# Start of Raw records

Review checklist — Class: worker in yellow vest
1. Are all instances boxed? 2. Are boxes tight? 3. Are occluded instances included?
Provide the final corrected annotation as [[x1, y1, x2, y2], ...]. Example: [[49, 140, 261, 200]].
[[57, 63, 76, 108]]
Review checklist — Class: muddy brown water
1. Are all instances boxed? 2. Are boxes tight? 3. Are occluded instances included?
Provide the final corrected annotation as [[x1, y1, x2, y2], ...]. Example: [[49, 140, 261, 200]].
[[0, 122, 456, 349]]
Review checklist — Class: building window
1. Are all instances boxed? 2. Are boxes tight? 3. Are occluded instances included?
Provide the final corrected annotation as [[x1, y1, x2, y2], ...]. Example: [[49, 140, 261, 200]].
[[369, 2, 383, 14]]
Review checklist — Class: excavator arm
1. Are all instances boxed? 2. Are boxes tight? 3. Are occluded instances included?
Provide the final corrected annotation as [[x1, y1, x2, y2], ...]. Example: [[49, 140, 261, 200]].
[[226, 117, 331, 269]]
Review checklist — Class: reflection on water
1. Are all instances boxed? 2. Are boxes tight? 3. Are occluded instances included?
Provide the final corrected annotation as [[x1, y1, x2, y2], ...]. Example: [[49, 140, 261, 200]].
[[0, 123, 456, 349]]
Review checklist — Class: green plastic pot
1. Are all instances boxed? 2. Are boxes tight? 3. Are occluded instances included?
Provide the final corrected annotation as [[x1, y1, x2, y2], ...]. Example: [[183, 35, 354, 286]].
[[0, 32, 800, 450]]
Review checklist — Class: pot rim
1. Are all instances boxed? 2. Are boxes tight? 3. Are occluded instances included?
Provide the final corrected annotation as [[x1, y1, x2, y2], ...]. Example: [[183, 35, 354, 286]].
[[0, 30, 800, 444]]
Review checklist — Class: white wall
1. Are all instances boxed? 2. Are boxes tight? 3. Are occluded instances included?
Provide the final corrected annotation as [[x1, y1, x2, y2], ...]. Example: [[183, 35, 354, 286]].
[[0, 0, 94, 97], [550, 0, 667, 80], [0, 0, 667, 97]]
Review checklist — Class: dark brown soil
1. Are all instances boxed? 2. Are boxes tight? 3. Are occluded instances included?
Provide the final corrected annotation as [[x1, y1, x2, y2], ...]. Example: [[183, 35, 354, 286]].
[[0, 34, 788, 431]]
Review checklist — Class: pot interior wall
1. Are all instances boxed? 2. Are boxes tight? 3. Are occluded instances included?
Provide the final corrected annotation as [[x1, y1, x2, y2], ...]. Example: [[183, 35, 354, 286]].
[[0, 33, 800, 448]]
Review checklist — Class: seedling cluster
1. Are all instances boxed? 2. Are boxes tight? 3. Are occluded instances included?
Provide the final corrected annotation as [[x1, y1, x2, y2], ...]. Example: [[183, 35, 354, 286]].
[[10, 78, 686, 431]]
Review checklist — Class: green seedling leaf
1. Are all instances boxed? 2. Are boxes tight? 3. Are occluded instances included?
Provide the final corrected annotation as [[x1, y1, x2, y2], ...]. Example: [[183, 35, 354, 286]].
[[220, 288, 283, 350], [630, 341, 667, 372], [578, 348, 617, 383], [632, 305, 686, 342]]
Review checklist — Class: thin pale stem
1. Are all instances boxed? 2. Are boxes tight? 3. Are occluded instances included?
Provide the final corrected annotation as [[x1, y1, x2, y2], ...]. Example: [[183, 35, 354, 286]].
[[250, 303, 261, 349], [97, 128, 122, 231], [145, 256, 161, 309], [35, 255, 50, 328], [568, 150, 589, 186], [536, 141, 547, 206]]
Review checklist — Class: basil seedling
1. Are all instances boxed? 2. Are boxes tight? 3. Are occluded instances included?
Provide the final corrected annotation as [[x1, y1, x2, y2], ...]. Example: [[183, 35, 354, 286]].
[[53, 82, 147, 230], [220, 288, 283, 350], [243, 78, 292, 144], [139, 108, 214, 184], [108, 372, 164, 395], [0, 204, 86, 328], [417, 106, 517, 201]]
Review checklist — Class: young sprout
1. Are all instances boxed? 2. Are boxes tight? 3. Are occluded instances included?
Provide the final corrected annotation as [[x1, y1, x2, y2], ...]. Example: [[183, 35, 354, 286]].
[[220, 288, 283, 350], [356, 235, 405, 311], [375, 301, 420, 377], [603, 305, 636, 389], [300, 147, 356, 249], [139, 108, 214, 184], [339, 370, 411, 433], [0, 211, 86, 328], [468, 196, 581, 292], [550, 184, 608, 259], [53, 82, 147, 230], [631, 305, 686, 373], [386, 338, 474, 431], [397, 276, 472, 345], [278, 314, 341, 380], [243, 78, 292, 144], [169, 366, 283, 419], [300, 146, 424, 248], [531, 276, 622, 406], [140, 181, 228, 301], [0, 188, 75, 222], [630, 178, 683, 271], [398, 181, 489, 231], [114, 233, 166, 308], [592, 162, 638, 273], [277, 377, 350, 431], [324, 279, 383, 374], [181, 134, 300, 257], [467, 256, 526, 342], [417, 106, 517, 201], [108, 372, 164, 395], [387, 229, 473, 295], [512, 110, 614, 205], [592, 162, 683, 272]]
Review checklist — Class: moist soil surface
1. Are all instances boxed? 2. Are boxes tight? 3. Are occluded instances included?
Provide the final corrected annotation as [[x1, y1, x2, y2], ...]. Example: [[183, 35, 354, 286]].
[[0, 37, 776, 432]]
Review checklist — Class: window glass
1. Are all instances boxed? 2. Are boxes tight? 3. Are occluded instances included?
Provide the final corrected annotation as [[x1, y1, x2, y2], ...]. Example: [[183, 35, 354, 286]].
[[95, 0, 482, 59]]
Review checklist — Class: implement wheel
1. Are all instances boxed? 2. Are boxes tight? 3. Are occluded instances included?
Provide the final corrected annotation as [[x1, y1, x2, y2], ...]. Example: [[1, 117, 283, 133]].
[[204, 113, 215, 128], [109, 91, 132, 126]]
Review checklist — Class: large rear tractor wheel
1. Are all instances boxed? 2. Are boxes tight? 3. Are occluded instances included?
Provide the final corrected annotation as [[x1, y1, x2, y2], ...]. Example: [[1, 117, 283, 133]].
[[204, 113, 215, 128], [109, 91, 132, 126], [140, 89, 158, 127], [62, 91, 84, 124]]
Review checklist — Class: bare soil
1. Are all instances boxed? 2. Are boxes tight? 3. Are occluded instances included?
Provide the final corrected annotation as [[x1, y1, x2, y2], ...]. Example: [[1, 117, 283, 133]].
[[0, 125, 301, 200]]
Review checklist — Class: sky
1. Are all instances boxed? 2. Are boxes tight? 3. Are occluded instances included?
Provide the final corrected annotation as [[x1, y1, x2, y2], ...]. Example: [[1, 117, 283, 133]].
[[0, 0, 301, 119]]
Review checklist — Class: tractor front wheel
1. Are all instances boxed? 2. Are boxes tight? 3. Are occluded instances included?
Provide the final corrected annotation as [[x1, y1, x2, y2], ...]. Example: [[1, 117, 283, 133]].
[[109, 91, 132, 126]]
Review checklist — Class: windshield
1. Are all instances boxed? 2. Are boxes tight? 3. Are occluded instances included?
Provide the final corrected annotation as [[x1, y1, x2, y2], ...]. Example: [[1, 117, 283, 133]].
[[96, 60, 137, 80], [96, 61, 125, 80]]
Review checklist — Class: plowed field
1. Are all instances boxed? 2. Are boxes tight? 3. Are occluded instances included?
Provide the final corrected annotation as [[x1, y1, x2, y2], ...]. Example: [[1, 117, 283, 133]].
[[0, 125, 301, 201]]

# End of Raw records

→ What to do
Retype each line of the data above without any change.

→ Task output
Review checklist — Class: worker in yellow vest
1. Are all instances boxed? 2. Are boxes tight? 3. Are occluded instances included?
Provide the final corrected annotation as [[x1, y1, x2, y2], ...]. Example: [[49, 140, 261, 200]].
[[57, 63, 76, 108]]
Review checklist — Class: muddy brown water
1. Are all instances boxed? 2. Are boxes tight? 3. Are occluded instances included?
Provide the final corrected annotation as [[x1, y1, x2, y2], ...]. Example: [[49, 140, 261, 200]].
[[0, 122, 456, 349]]
Review checklist — Class: building window
1. Are all instances boxed? 2. Are boxes tight? 3. Are occluded instances included?
Provide the final corrected annotation as [[x1, y1, x2, y2], ...]. Example: [[49, 140, 261, 200]].
[[369, 2, 383, 14]]
Review checklist — Class: excavator arm
1. Are all instances boxed? 2. Are boxes tight? 3. Are occluded instances included?
Provide the final corrected annotation as [[x1, y1, x2, y2], ...]. Example: [[49, 140, 261, 200]].
[[226, 117, 331, 269]]
Review checklist — Class: reflection on water
1. Are all instances boxed? 2. Are boxes tight? 3. Are occluded instances included?
Provide the final corrected annotation as [[x1, y1, x2, y2], ...]. Example: [[49, 140, 261, 200]].
[[0, 123, 456, 349]]
Review checklist — Class: green plastic pot
1. Are all instances boxed? 2. Are boxes tight? 3. Are occluded instances included?
Provide the final corrected annotation as [[x1, y1, x2, y2], ...]. Example: [[183, 35, 354, 286]].
[[0, 32, 800, 450]]
Review checklist — Class: pot rim
1. Are all instances boxed? 2. Are boxes tight? 3. Are occluded instances included?
Provide the final corrected annotation as [[x1, y1, x2, y2], ...]. Example: [[183, 35, 354, 286]].
[[0, 30, 800, 444]]
Review checklist — Class: white wall
1. Are all instances boxed? 2. Are boxes tight? 3. Are occluded instances included?
Provide the final corrected annotation as [[x1, y1, x2, y2], ...]. Example: [[183, 35, 354, 286]].
[[0, 0, 94, 97], [550, 0, 667, 80], [0, 0, 667, 97]]
Review checklist — Class: dark brown soil
1. Are all instances boxed? 2. Are boxes tight? 3. Are occluded instances included?
Provide the final corrected annotation as [[x1, y1, x2, y2], ...]. Example: [[183, 35, 354, 286]].
[[0, 34, 788, 431]]
Review checklist — Class: pot interior wall
1. Are all instances boxed? 2. Are boxes tight? 3. Are occluded instances included?
Provide the final corrected annotation as [[x1, y1, x2, y2], ...]. Example: [[183, 35, 354, 286]].
[[0, 33, 800, 448]]
Review checklist — Class: seedling cluster
1. Are all instances boxed? 2. Are boxes tight? 3. Are occluded instances included?
Provide the final corrected annotation as [[x1, y1, x2, y2], ...]. Example: [[183, 35, 354, 286]].
[[10, 78, 686, 431]]
Review checklist — Class: green seedling leaf
1. Are all instances boxed? 2. Are boxes tight? 3. Are occluded instances included?
Provide the final corrected annotation as [[x1, y1, x2, y2], ...]. Example: [[183, 35, 354, 286]].
[[220, 288, 283, 350], [630, 341, 667, 372], [578, 348, 617, 383], [632, 305, 686, 342]]
Review checklist — Class: thin pale stem
1. Are all instances boxed? 2. Are boxes tight? 3. Are occluded instances included?
Provide the final corrected annotation as [[x1, y1, x2, y2], ...]. Example: [[183, 35, 354, 286]].
[[250, 303, 261, 349], [97, 128, 122, 231], [145, 256, 161, 309], [35, 255, 50, 328], [568, 150, 589, 186], [536, 141, 547, 206]]
Review checklist — Class: basil seedling
1. Are all instances boxed? 2. Are boxes tight? 3. Are occluded instances included?
Provide the final corrected annotation as [[x1, y1, x2, y2], ...]. Example: [[183, 35, 354, 286]].
[[53, 82, 147, 230], [220, 288, 283, 350], [243, 78, 292, 144], [139, 108, 214, 184], [108, 372, 164, 395], [0, 204, 86, 328], [417, 106, 517, 201]]
Review checklist — Class: young sprout
1. Are all instances boxed? 2. Are boxes tight? 3. Are occluded instances included?
Provide the final corrected annotation as [[x1, y1, x2, y2], ...]. Example: [[183, 35, 354, 286]].
[[220, 288, 283, 350], [356, 235, 405, 311], [375, 301, 420, 377], [603, 305, 636, 389], [300, 147, 356, 249], [139, 108, 214, 184], [339, 370, 411, 433], [0, 211, 86, 328], [468, 196, 581, 292], [550, 184, 608, 259], [53, 82, 147, 230], [631, 305, 686, 373], [386, 338, 474, 431], [397, 276, 472, 345], [278, 314, 341, 380], [243, 78, 292, 144], [169, 366, 283, 419], [300, 146, 424, 248], [531, 276, 622, 406], [140, 181, 228, 301], [0, 188, 75, 222], [630, 178, 683, 271], [398, 181, 489, 231], [114, 233, 166, 308], [592, 162, 638, 273], [277, 377, 350, 431], [324, 279, 383, 374], [181, 134, 300, 257], [467, 256, 526, 342], [417, 106, 517, 201], [108, 372, 164, 395], [387, 229, 473, 295], [512, 110, 614, 205], [592, 162, 683, 272]]
Review checklist — Class: moist soil surface
1. Are all instances boxed? 2. Are boxes tight? 3. Are occluded instances included?
Provide the final corrected annotation as [[x1, y1, x2, y2], ...]. Example: [[183, 35, 354, 286]].
[[0, 37, 776, 432]]
Review checklist — Class: window glass
1. Are all instances boxed? 2. Are boxes tight? 3. Are occluded instances included?
Provide the final corrected annotation as [[x1, y1, x2, y2], ...]. Example: [[183, 35, 354, 286]].
[[95, 0, 482, 59]]
Review checklist — Class: implement wheel
1. Are all instances boxed? 2. Are boxes tight? 3. Are occluded instances included?
Provide the final corrected annotation as [[x1, y1, x2, y2], ...]. Example: [[1, 117, 283, 133]].
[[204, 113, 215, 128], [109, 91, 132, 126]]
Review checklist — Class: large rear tractor wheel
1. Are all instances boxed? 2. Are boxes tight? 3. Are occluded instances included?
Provide the final corrected annotation as [[x1, y1, x2, y2], ...]. Example: [[1, 117, 283, 133]].
[[204, 113, 215, 128], [109, 91, 132, 126], [140, 89, 158, 127], [62, 91, 84, 124]]
Review checklist — Class: bare soil
1. Are all instances boxed? 2. Are boxes tight? 3. Are occluded instances included?
Provide the final corrected annotation as [[x1, y1, x2, y2], ...]. Example: [[1, 117, 283, 133]].
[[0, 125, 301, 200]]
Review checklist — Class: sky
1. Are all instances boxed? 2. Are boxes tight? 3. Are occluded instances included?
Provide the final corrected annotation as [[x1, y1, x2, y2], ...]. Example: [[1, 117, 283, 133]].
[[0, 0, 301, 119]]
Review checklist — Class: tractor front wheel
1. Are all instances boxed? 2. Are boxes tight? 3. Are occluded instances included?
Provide the final corrected annotation as [[x1, y1, x2, y2], ...]. Example: [[1, 117, 283, 133]].
[[109, 91, 132, 126]]
Review checklist — Class: windshield
1. Are all instances boxed? 2. Are boxes tight? 3. Are occluded instances included?
Provide the final corrected annotation as [[x1, y1, x2, y2], ...]. Example: [[1, 117, 283, 133]].
[[96, 60, 137, 80], [96, 61, 125, 80]]
Review checklist — Class: plowed field
1. Are all instances boxed? 2. Are boxes tight? 3. Are occluded instances included?
Provide the final corrected annotation as [[x1, y1, x2, y2], ...]. Example: [[1, 117, 283, 133]].
[[0, 125, 301, 201]]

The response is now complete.